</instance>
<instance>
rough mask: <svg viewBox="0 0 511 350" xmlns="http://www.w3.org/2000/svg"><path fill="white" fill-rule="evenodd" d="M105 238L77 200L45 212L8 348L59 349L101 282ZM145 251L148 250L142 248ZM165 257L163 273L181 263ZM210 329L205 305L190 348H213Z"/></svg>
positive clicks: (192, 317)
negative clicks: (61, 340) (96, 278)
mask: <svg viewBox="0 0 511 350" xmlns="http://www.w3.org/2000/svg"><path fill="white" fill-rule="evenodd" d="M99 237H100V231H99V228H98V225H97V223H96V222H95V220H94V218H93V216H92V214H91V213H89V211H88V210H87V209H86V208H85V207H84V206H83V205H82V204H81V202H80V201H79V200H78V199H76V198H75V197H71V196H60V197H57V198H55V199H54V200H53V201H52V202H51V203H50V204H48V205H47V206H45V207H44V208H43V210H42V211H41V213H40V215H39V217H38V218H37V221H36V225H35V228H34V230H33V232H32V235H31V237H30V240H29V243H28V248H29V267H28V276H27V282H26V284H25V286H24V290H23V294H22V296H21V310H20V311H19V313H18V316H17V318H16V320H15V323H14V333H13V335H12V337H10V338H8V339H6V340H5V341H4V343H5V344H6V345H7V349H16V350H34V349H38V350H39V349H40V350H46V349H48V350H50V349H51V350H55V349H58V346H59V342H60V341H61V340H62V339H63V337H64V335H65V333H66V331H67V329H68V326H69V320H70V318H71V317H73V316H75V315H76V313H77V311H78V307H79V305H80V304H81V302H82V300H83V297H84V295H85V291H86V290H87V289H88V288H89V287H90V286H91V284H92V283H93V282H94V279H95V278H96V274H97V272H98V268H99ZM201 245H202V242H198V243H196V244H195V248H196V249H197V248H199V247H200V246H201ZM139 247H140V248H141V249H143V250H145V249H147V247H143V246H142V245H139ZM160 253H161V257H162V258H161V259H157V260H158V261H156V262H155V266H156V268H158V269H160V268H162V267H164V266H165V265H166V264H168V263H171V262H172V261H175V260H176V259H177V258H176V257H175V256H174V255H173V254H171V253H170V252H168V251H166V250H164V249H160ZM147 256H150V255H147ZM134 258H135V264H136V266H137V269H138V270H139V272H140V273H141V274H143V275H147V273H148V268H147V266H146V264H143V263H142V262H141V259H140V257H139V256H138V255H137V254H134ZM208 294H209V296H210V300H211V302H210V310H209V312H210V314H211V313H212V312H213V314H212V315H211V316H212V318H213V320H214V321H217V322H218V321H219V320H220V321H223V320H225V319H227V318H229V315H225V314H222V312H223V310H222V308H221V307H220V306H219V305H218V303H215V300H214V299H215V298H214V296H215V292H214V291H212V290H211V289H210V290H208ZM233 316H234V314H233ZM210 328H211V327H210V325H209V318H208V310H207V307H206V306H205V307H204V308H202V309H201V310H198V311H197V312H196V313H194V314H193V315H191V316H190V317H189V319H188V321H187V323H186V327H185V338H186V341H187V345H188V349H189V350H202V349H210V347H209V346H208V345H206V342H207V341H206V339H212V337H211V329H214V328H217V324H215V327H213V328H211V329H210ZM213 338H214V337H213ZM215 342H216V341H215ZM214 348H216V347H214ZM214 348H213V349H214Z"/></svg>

::::::::::

-- EXERCISE REQUIREMENTS --
Could you write out all of the items again, switching "positive clicks" to "foreground clicks" and leaving everything else as it is?

-- ANSWER BOX --
</instance>
<instance>
rough mask: <svg viewBox="0 0 511 350" xmlns="http://www.w3.org/2000/svg"><path fill="white" fill-rule="evenodd" d="M105 238L77 200L45 212L8 348L59 349L101 282ZM145 251L148 250L142 248ZM165 257L163 273L181 263ZM210 329L205 305L190 348H213Z"/></svg>
foreground clicks: (192, 317)
negative clicks: (61, 340) (96, 278)
mask: <svg viewBox="0 0 511 350" xmlns="http://www.w3.org/2000/svg"><path fill="white" fill-rule="evenodd" d="M99 237H100V231H99V228H98V225H97V223H96V222H95V220H94V218H93V216H92V214H91V213H89V211H88V210H87V209H86V208H85V207H84V206H83V205H82V204H81V202H80V201H79V200H78V199H76V198H75V197H71V196H60V197H57V198H55V199H54V200H53V201H52V202H51V203H50V204H48V205H47V206H45V207H44V208H43V210H42V211H41V213H40V215H39V217H38V218H37V221H36V225H35V228H34V230H33V232H32V235H31V237H30V240H29V243H28V248H29V267H28V276H27V282H26V284H25V286H24V290H23V294H22V296H21V310H20V311H19V313H18V316H17V318H16V320H15V323H14V333H13V335H12V337H10V338H8V339H6V340H5V341H4V343H5V344H6V345H7V349H16V350H34V349H38V350H39V349H40V350H46V349H48V350H50V349H51V350H55V349H58V346H59V342H60V341H61V340H62V339H63V337H64V335H65V333H66V331H67V329H68V326H69V320H70V318H71V317H73V316H75V315H76V313H77V311H78V307H79V305H80V304H81V302H82V300H83V297H84V295H85V291H86V290H87V289H88V288H89V287H90V286H91V284H92V283H93V282H94V279H95V278H96V274H97V272H98V268H99ZM201 245H202V242H198V243H196V244H195V248H196V249H197V248H199V247H200V246H201ZM139 247H140V248H141V249H143V250H145V249H147V247H143V246H142V245H139ZM160 253H161V257H162V258H161V259H157V260H158V261H156V262H155V266H156V268H158V269H160V268H162V267H164V266H165V265H166V264H168V263H171V262H172V261H175V260H176V259H177V258H176V257H175V256H174V255H173V254H171V253H170V252H168V251H166V250H164V249H160ZM147 256H150V255H147ZM134 258H135V264H136V266H137V269H138V270H139V272H140V273H141V274H143V275H147V273H148V268H147V266H146V264H143V263H142V262H141V259H140V257H139V256H138V255H137V254H134ZM208 294H209V296H210V300H211V302H210V310H209V312H210V314H211V313H212V312H213V314H212V315H211V316H212V318H213V320H214V321H217V322H218V321H219V320H220V321H223V320H225V319H227V318H229V315H225V314H222V312H223V310H222V308H221V307H220V306H219V305H218V303H215V300H214V299H215V298H214V296H215V292H214V291H212V290H211V289H210V290H208ZM233 316H234V314H233ZM210 328H211V327H210V325H209V318H208V310H207V307H206V306H205V307H204V308H202V309H201V310H198V311H197V312H196V313H194V314H193V315H191V316H190V317H189V319H188V321H187V323H186V327H185V338H186V341H187V345H188V349H189V350H202V349H210V347H209V346H208V345H206V342H207V341H206V339H212V337H211V329H214V328H217V324H215V327H213V328H211V329H210ZM213 338H214V337H213ZM215 342H216V341H215ZM214 348H216V347H214ZM214 348H213V349H214Z"/></svg>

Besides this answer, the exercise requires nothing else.